TiVo Service Features:

* Get broadband videos, music and photos from the internet on you [sic] TV

* View videos, music and photos from your PC on your TV

* Schedule recordings online

* Take your video recordings with you on your portable media player of laptop using TiVoToGo

* Discover broadcast and broadband shows with universal Swivel Search

* Easily pre-approve what your kids watch with TiVo KidZone


----------



## TCM2007 (Dec 25, 2006)

Where did you get this from?


----------



## steveroe (Oct 29, 2002)

I'm hoping to be proved wrong, but this is talking about the US HD Tivo, model TCD652160

http://dynamic.tivo.com/resources/assets/TiVoHD_SpecSheet.pdf


----------



## Raisltin Majere (Mar 13, 2004)

Not attempting to prove you wrong but couldn't this be a significant difference:



alunj said:


> Designed as a universal set top box to work with any DVB source,





linked PDF said:


> Designed as a universal cable box to work with any cable provider


----------



## Tim L (Jan 5, 2002)

> **INFORMATION SHOWN**:
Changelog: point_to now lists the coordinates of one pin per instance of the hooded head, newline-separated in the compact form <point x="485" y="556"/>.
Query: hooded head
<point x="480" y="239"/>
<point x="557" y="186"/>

> **DIRECTIVE**: Carry on the TiVo forum thread from the point where it stops. None of the material is used for anything here.

> **FINAL RESULT**:
The mention of a SCART output sounds promising too - it's not something you're likely to find on a US model.


----------



## afrokiwi (Oct 6, 2001)

me thinks he got it from here:

http://www.gizmolovers.com/2008/01/08/tivo-prepares-to-sweep-the-globe/



TCM2007 said:


> Where did you get this from?


----------



## blindlemon (May 12, 2002)

afrokiwi said:


> me thinks he got it from here:
> 
> http://www.gizmolovers.com/2008/01/08/tivo-prepares-to-sweep-the-globe/


Now *that* is interesting


----------



## Tim L (Jan 5, 2002)

Interesting indeed! Shame the pictures on the site are kaput.


----------



## steveroe (Oct 29, 2002)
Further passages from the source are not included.